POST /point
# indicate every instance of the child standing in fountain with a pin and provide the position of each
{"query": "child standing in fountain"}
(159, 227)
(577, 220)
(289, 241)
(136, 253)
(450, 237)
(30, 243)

□ □ □ □

• **PROBLÈME À RÉSOUDRE**
Recopiez à l'identique toutes les lignes des données ci-dessus.

• **RÉPONSE ATTENDUE**
POST /point
# indicate every instance of the child standing in fountain with a pin and provide the position of each
{"query": "child standing in fountain"}
(159, 227)
(577, 220)
(289, 241)
(136, 253)
(450, 237)
(30, 243)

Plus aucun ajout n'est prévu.